[MATERIALS PROVIDED]
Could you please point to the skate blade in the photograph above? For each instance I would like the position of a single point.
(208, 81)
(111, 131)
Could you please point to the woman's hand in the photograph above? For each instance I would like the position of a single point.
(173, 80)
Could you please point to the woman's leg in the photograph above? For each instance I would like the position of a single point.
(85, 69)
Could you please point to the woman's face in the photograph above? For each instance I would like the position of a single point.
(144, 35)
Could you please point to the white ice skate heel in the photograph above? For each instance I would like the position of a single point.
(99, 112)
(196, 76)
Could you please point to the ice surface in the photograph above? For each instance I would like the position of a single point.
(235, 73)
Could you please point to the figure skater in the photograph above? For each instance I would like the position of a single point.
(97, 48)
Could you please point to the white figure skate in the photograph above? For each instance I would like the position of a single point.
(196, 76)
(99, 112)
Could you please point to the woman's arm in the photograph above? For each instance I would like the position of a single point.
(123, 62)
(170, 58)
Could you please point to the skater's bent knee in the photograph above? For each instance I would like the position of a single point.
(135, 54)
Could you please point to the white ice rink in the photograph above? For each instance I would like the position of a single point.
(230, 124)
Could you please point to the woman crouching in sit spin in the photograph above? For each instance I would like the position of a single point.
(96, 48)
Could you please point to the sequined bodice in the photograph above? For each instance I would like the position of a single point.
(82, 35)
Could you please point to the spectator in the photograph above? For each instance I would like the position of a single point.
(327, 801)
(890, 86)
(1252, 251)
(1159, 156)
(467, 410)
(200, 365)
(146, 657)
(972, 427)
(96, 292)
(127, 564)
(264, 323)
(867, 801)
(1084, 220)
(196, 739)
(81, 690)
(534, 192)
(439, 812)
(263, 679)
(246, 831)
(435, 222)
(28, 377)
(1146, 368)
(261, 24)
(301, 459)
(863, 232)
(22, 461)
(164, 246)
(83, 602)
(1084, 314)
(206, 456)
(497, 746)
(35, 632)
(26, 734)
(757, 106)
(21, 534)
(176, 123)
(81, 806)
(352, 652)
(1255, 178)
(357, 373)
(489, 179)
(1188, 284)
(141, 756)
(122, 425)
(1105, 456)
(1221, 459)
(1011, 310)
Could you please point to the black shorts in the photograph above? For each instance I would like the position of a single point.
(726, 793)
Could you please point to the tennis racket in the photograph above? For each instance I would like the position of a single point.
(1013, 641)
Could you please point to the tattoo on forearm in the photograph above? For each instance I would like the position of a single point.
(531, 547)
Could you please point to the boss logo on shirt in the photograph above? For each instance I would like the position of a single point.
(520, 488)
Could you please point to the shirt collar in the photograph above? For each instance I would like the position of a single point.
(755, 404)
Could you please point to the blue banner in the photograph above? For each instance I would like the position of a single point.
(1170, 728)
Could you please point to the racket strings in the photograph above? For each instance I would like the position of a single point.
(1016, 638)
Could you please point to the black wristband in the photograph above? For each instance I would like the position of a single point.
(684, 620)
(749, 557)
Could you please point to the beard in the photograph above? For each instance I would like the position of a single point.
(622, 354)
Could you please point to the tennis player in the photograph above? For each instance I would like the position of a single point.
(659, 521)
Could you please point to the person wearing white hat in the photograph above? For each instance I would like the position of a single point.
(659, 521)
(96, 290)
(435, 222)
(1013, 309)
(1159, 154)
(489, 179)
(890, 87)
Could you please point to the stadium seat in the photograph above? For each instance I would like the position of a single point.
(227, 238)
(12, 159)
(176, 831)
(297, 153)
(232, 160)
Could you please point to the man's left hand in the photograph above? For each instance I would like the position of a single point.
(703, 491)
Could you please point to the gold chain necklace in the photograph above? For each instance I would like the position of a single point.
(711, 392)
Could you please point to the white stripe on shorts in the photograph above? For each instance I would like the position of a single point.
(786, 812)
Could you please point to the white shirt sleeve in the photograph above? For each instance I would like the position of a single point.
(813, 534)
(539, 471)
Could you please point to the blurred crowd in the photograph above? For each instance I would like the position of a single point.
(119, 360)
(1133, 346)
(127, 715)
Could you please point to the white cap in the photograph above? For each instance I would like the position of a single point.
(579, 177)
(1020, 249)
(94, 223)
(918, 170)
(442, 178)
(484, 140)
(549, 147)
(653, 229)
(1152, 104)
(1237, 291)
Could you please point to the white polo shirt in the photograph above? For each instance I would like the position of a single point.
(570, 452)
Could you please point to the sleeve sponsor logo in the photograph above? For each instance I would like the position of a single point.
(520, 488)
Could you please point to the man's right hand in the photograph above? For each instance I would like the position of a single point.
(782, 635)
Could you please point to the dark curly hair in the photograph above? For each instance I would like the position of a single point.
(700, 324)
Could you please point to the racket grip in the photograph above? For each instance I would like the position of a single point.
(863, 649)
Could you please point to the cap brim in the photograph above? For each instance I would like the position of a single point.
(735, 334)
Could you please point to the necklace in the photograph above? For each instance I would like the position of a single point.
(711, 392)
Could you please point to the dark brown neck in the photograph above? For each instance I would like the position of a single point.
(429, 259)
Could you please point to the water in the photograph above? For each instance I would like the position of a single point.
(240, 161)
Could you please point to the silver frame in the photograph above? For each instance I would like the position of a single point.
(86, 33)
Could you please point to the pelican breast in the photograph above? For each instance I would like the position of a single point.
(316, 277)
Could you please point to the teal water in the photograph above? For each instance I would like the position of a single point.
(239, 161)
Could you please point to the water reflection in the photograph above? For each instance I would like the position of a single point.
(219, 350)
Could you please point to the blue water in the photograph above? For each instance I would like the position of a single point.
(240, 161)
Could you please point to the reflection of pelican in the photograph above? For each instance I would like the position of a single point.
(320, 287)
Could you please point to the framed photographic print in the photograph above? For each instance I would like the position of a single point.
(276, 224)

[OBJECTIVE] Rescale the stretch of the listing from the line containing "Could you please point to the spectator" through the line containing "(1170, 728)" by writing out every line again, requests included, with each point coordinate multiplied by 0.6 and rounded to a whole number, halves rounded up. Give only those lines, and keep the request wording unchanged.

[REPLY]
Could you please point to the spectator in the photograph above? For each instance I would like the position of a single point.
(196, 481)
(534, 52)
(751, 151)
(695, 94)
(280, 246)
(120, 219)
(88, 394)
(583, 256)
(58, 175)
(76, 338)
(158, 194)
(520, 481)
(650, 132)
(118, 443)
(49, 414)
(320, 115)
(263, 487)
(158, 407)
(148, 499)
(261, 133)
(17, 226)
(688, 221)
(157, 14)
(181, 275)
(518, 139)
(13, 277)
(98, 148)
(50, 361)
(650, 188)
(124, 274)
(298, 448)
(21, 379)
(16, 440)
(454, 64)
(13, 320)
(106, 74)
(49, 484)
(211, 391)
(753, 107)
(214, 224)
(293, 107)
(713, 170)
(85, 454)
(73, 255)
(663, 274)
(733, 275)
(607, 186)
Could you please point to the black shorts in the photograph above? For each instance I would like the position of a single point.
(436, 476)
Could you please point to the tennis racket in the photograph above? For each instance I would like the position of a single point.
(608, 385)
Could you please point to the tattoo on forearm in the photograph above? For each instance I would like the position of a single point.
(319, 328)
Could you please point to the boss logo on shirt in the photograph above? For each instance I would like the position of a single point.
(312, 293)
Could you please point to the shirt collar in the photograph above? For each instance I would like the position of a single point.
(453, 242)
Could you please point to the blue banner in the photograph above? For each instance I would like the position of a single point.
(702, 437)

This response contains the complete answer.